TASK TO COMPLETE. Transcribe the data underneath exactly. No images belong in your version.

Image-grounded pointing data.
[Start of section]

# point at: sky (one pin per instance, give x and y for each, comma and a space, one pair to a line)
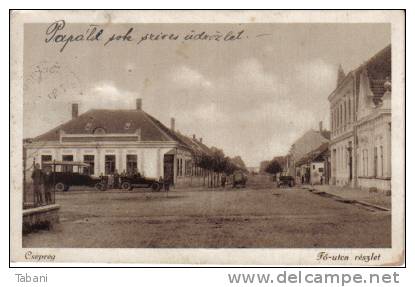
252, 97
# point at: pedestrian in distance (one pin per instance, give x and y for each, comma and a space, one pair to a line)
166, 185
116, 179
223, 181
37, 177
47, 183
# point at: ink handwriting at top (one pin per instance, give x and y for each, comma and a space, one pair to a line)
54, 35
126, 37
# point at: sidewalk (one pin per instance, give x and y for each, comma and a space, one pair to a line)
354, 194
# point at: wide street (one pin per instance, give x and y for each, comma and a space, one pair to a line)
260, 215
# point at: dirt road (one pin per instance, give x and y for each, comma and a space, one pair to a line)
258, 216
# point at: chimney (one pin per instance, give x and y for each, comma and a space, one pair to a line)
172, 124
138, 103
74, 111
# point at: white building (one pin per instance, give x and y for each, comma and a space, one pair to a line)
122, 140
360, 124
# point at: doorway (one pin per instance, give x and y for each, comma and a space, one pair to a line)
169, 168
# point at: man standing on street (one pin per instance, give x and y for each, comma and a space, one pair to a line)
37, 176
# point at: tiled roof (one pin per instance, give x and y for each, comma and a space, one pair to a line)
314, 154
112, 121
378, 69
123, 121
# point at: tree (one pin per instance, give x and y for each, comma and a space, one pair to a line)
273, 167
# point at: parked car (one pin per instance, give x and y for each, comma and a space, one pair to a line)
239, 179
128, 182
285, 179
65, 174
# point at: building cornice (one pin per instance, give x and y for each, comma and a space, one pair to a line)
115, 144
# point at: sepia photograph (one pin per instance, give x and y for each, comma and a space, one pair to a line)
213, 136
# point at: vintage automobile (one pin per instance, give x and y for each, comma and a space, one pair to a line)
65, 174
128, 182
239, 179
285, 179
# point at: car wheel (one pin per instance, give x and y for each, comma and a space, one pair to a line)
59, 187
125, 185
155, 186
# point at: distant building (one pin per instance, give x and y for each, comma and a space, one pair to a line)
122, 140
360, 125
308, 142
314, 167
253, 169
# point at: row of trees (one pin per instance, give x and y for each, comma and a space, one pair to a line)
217, 164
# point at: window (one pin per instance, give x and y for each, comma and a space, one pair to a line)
109, 164
350, 109
45, 158
375, 162
67, 168
132, 163
381, 161
181, 167
188, 167
99, 131
89, 159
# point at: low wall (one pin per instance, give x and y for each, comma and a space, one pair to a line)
40, 217
378, 183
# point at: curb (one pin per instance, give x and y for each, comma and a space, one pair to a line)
345, 200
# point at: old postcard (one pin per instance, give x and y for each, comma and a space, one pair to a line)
208, 137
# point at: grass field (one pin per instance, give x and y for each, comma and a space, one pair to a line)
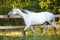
16, 35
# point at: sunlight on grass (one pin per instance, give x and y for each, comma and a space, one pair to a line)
37, 31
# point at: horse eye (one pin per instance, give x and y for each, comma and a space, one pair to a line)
16, 14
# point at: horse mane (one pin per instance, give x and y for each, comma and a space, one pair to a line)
23, 11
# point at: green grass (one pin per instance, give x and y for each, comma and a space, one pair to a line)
30, 37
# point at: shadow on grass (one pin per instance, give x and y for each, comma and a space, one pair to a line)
37, 37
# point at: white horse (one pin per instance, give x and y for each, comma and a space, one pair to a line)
32, 18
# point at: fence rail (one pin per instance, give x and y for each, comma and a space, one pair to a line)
16, 16
16, 27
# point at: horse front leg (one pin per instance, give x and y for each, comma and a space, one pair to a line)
24, 30
44, 30
32, 28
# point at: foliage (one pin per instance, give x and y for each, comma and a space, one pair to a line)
31, 5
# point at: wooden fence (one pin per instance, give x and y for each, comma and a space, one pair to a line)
15, 27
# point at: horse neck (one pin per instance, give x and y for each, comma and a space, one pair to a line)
22, 14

[End of section]

EXERCISE RESPONSE.
# point at: sky (one pin per instance, give x and y for each, comma and a space, one pair to a line)
252, 97
# point at: pedestrian in distance (one pin per instance, give x and y for each, comma and a space, one pair to a line)
166, 185
116, 179
223, 181
37, 177
47, 183
# point at: ink handwriting at top (one pin per instance, give x and y for each, comma and a space, one pair to a line)
54, 35
126, 37
# point at: sidewalk (one pin per instance, give x and y for each, comma and a space, one pair to a line)
354, 194
# point at: wide street (one pin per instance, give x and y for each, comma and a space, one pair to a line)
260, 215
# point at: dirt road (one pin per instance, give x and y for each, comma and a space, one pair to a line)
258, 216
# point at: chimney (one pin per instance, give x and y for each, comma and a space, one pair to a line)
172, 124
138, 103
74, 111
# point at: white building (one pin per instance, give x and y for each, comma and a space, one pair to a line)
122, 140
360, 124
# point at: doorway (one pin per instance, give x and y for each, comma and a space, one pair to a line)
169, 168
# point at: man standing on street (one pin per instance, give x and y for each, comma and a space, one pair to a line)
37, 176
# point at: tiled roof (one pin per instance, give x and y for each, comma and a space, one pair to a line)
314, 154
112, 121
378, 69
123, 121
# point at: tree (one pin per instance, give x and y for each, comma and a space, one pair to a line)
273, 167
# point at: parked car (one pin per instance, give x and y for each, comma and a space, one pair to a line)
239, 179
128, 182
285, 179
65, 174
# point at: building cornice (one pin per instance, give x and y for each, comma and a space, one pair to a line)
115, 144
# point at: sepia photograph (one pin per instance, give x and y for each, comma and a space, one pair to a line)
213, 136
# point at: vintage automobile (one pin per instance, give x and y for each, comma and a space, one pair to a line)
65, 174
128, 182
239, 179
285, 179
# point at: car wheel (one pin per instance, give x and y for each, comma and a space, one pair to a line)
59, 187
125, 185
155, 186
# point at: distant building (one pin per instance, give x and y for each, comma and a space, one pair to a line)
122, 140
360, 125
308, 142
314, 167
253, 169
# point at: row of trees (one pin per instance, give x and y for each, comma and a space, one pair to a line)
217, 164
# point at: window (one pin per instance, give x and y for each, comma and a space, one pair to a line)
109, 164
350, 109
45, 158
375, 162
67, 168
132, 163
381, 161
181, 167
188, 167
99, 131
89, 159
# point at: low wall (one pin per instance, give x and y for each, comma and a space, one pair to a line)
40, 217
378, 183
# point at: curb (one pin per instance, give x and y for each, comma and a space, one pair to a line)
345, 200
# point at: old postcard (one pin per instance, give x and y for each, comma and a space, one pair to a line)
208, 137
# point at: grass field (one pin per instance, give x and y for each, comma and a space, one pair to a line)
16, 35
# point at: sunlight on grass (one pin per instance, give x and y for each, comma and a space, one pair to a line)
37, 31
# point at: horse eye (one pin per instance, give x and y for each, comma and a space, one pair to a line)
16, 14
# point at: horse mane (one pin per instance, give x and y for each, comma and a space, one pair to a line)
23, 11
# point at: green grass (one pin per instance, give x and y for each, comma and a space, one pair to a line)
30, 37
# point at: shadow on grass (one pin per instance, give x and y for each, comma and a space, one pair to a line)
37, 37
# point at: white horse (one pin per instance, give x and y for each, comma and a space, one pair to a line)
32, 18
# point at: fence rail (one pin per instance, give x and y for each, comma and a space, one pair to a line)
16, 16
16, 27
# point at: horse front leg (one pin per instance, give x and y for each, comma and a space, one pair to a line)
24, 30
44, 30
32, 28
# point at: foliage (one pin per instance, give x and y for each, comma and a space, one pair to a line)
31, 5
# point at: wooden fence (one pin per instance, give x and y for each, comma and a space, one pair to a line)
15, 27
# point at: horse neck (one pin per instance, give x and y for each, comma and a space, one pair to a line)
22, 14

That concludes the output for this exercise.